- Reading text
'''
Mailing-List: contact user-help@zookeeper.apache.org; run by ezmlm
Precedence: bulk
Reply-To: user@zookeeper.apache.org
To: user@zookeeper.apache.org
From: Shawn Heisey <apache@elyograg.org>
Subject: Prevent a znode from exceeding jute.maxbuffer
Message-ID: <560DCB9E.4090307@elyograg.org>
Date: Thu, 1 Oct 2015 18:11:10 -0600
User-Agent: Mozilla/5.0 (Windows NT 6.1; WOW64; rv:38.0) Gecko/20100101
 Thunderbird/38.2.0
MIME-Version: 1.0
Content-Type: text/plain; charset=utf-8
Content-Transfer-Encoding: 7bit

I was going to open an issue in Jira for this, but I figured I should
discuss it here before I do that, to make sure that's a reasonable
course of action.

I was thinking about a problem that we encounter with SolrCloud, where
our overseer queue (stored in zookeeper) will greatly exceed the default
jute.maxbuffer size.  I encountered this personally while researching
something for a Solr issue:

https://issues.apache.org/jira/browse/SOLR-7191?focusedCommentId=14347834&page=com.atlassian.jira.plugin.system.issuetabpanels:comment-tabpanel#comment-14347834

It seems silly that a znode could get to 14 times the allowed size
without notifying the code *inserting* the data.  The structure of our
queue is such that entries in the queue are children of the znode.  This
means that the data stored directly in the znode is not the problem
(which is pretty much nonexistent in this case), it's the number of
children.

It seems like it would be a good idea to reject the creation of new
children if that would cause the znode size to exceed jute.maxbuffer. 
This moves the required error handling to the code that *updates* ZK,
rather than the code that is watching and/or reading ZK, which seems
more appropriate to me.

Alternately, the mechanisms involved could be changed so that the client
can handle accessing a znode with millions of children, without
complaining about the packet length.

Thoughts?

Thanks,
Shawn
'''
- Available data
'''
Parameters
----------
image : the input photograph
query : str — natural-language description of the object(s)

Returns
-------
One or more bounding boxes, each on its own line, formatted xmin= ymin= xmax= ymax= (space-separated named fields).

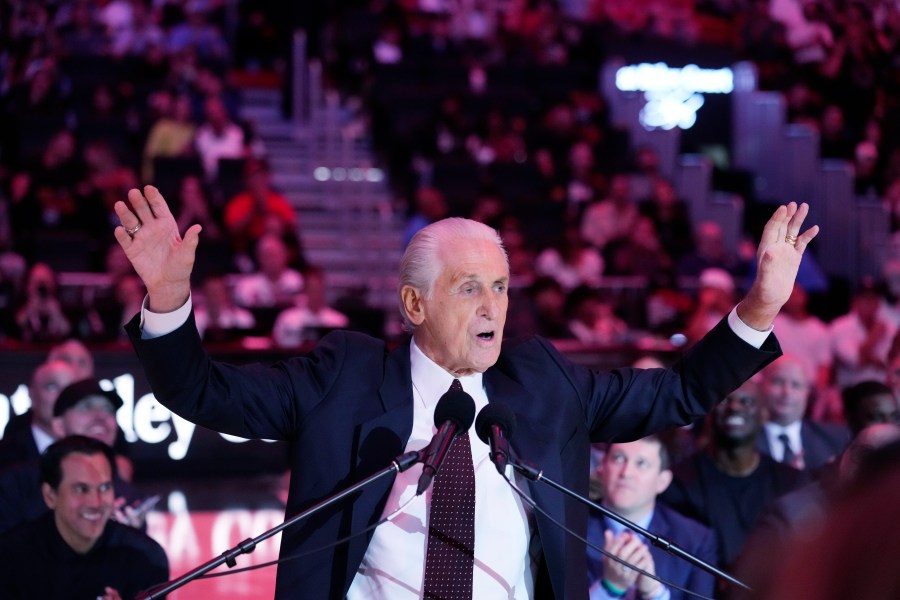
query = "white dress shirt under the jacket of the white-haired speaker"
'''
- What is required
List each distinct email address that appears in the Mailing-List, Reply-To, To and From header lines of the ZooKeeper mailing-list message. Base your answer only on the ZooKeeper mailing-list message, not on the material.

- Answer area
user-help@zookeeper.apache.org
user@zookeeper.apache.org
apache@elyograg.org